DESCRIPTION OF THE TASK: Each entry has to be set down again with no alteration.

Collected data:
------
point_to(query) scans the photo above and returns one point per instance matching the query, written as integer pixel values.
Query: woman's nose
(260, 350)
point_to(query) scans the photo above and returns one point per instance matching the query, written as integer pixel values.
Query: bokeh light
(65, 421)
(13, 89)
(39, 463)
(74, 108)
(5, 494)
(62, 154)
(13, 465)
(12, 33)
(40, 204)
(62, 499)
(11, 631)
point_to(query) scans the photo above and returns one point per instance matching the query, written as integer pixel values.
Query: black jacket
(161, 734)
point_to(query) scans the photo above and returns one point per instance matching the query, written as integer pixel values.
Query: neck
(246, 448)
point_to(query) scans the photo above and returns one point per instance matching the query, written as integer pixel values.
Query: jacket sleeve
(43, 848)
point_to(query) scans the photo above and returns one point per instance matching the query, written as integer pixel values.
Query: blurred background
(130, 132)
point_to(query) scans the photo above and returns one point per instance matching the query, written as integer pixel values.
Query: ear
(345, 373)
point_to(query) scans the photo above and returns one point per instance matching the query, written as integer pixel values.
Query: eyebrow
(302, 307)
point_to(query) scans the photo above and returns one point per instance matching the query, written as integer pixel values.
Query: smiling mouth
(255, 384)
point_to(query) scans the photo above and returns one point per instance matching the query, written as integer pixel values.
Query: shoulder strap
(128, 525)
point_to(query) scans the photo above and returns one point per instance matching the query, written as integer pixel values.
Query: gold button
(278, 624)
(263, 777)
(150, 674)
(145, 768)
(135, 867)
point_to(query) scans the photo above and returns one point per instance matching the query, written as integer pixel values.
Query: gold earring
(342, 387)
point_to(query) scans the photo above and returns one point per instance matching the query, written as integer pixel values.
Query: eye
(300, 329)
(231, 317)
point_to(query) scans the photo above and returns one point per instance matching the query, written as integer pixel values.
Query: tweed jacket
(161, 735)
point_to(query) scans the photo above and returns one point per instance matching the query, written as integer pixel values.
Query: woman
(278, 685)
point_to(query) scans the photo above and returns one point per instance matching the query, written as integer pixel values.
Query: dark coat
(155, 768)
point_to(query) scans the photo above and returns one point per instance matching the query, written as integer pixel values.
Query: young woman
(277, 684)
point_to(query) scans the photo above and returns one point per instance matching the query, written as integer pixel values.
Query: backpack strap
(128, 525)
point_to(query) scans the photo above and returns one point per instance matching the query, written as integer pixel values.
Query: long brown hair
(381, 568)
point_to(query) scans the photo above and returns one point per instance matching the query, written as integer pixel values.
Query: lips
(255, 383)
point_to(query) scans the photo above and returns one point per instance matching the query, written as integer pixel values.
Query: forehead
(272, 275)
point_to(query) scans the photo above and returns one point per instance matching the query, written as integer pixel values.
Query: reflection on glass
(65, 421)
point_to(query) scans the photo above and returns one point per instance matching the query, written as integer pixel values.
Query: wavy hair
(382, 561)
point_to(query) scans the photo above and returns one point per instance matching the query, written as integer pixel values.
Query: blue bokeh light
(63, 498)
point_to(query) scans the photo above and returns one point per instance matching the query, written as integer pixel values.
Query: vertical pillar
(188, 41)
------
RESPONSE TO THIS EXERCISE:
point_to(query) scans the photo above and returns one point per instance matching the query, written as integer pixel values.
Query: woman's nose
(260, 350)
point_to(query) scans the photo above and returns one point per instance matching the query, written as integer pixel values.
Query: bokeh light
(65, 421)
(13, 89)
(39, 463)
(74, 108)
(5, 494)
(62, 154)
(13, 465)
(12, 33)
(40, 204)
(62, 499)
(11, 631)
point_to(query) scans the photo above and returns one point per instance matching the query, written as integer pixel values.
Query: black jacket
(161, 734)
point_to(query) scans the photo above and returns one point per instance matching the query, written as integer pixel values.
Query: neck
(246, 448)
point_to(query) scans the photo above and returns one point per instance matching the query, written as integer pixel values.
Query: jacket sleeve
(43, 848)
point_to(query) scans the photo above and returns one point per instance matching the query, written as integer pixel values.
Query: blurred background
(130, 132)
point_to(query) scans the photo above and returns one point per instance matching the query, written as integer pixel values.
Query: ear
(345, 373)
point_to(query) scans the photo above and returns one point per instance matching the query, written as integer pixel values.
Query: eyebrow
(302, 307)
point_to(query) scans the photo above and returns one point per instance matching the query, written as integer pixel values.
Query: smiling mouth
(255, 384)
point_to(query) scans the photo above and returns one point per instance matching the query, written as integer pixel values.
Query: shoulder strap
(128, 525)
point_to(query) scans the photo above and returns one point per instance matching the query, written as integer pixel values.
Query: gold button
(278, 624)
(263, 777)
(150, 674)
(145, 768)
(135, 867)
point_to(query) scans the photo above and returns one point per instance matching the query, written as integer pixel values.
Query: gold earring
(342, 387)
point_to(query) scans the photo above and returns one point per instance matching the query, written as integer pixel values.
Query: eye
(300, 329)
(231, 317)
point_to(query) scans the photo above and returns one point per instance matching the query, written as integer pixel values.
Query: tweed jacket
(161, 735)
point_to(query) scans the photo above and returns one point per instance matching the query, written as integer pixel values.
Query: woman
(278, 685)
point_to(query) scans the photo above and returns one point per instance matching the query, written as integer pixel values.
Query: dark coat
(155, 768)
point_to(query) scans the photo above and returns one point per instance matching the query, written as integer pixel values.
Query: young woman
(277, 684)
point_to(query) scans the photo above and returns one point per instance matching the query, written as integer pixel values.
Query: backpack strap
(128, 525)
point_to(query) scans the photo above and returns one point per instance matching the query, written as integer pixel values.
Query: long brown hair
(381, 568)
point_to(query) scans the photo above and returns one point per instance matching the query, written as integer pixel values.
Query: lips
(255, 383)
point_to(query) scans the photo above and returns one point per instance matching the query, written as integer pixel values.
Query: forehead
(272, 275)
point_to(query) scans the photo above and returns one point per instance matching the query, written as integer pixel values.
Query: reflection on glass
(65, 421)
point_to(query) scans the photo above and returns one point per instance matching the query, written as integer pixel values.
Query: wavy hair
(382, 561)
point_to(query) scans the photo above and returns one point per instance matching the query, written as integer pixel values.
Query: blue bokeh light
(63, 498)
point_to(query) scans the photo above and returns one point per instance matching the query, written as integer pixel values.
Query: vertical pillar
(188, 41)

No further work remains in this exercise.